Exercise prompt
Reproduce the material below word for word, starting at the line that contains "of the dense" and stopping after the line that contains "x=430, y=375". Both of those lines are included.

Data for this exercise
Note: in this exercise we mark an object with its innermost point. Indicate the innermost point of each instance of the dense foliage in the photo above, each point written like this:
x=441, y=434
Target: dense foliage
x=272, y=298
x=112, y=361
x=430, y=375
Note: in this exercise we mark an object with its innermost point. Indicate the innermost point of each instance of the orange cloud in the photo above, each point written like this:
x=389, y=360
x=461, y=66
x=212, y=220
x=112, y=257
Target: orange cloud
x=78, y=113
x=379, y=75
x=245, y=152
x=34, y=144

--

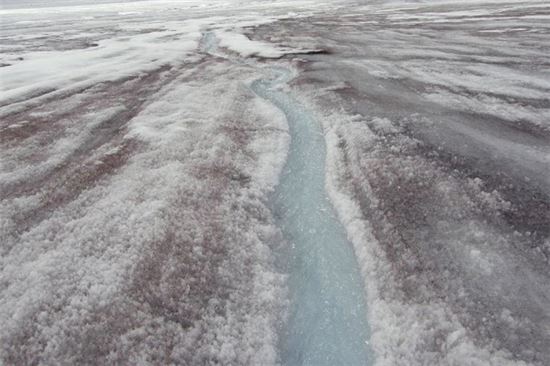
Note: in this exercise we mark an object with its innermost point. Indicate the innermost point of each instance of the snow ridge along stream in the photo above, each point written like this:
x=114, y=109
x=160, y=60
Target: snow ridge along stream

Answer
Note: in this exercise we mark an object with its innermost point. Indicate the innermost point of each instance of the dense foliage in the photo above, each point written like this:
x=441, y=434
Target: dense foliage
x=272, y=298
x=112, y=361
x=430, y=375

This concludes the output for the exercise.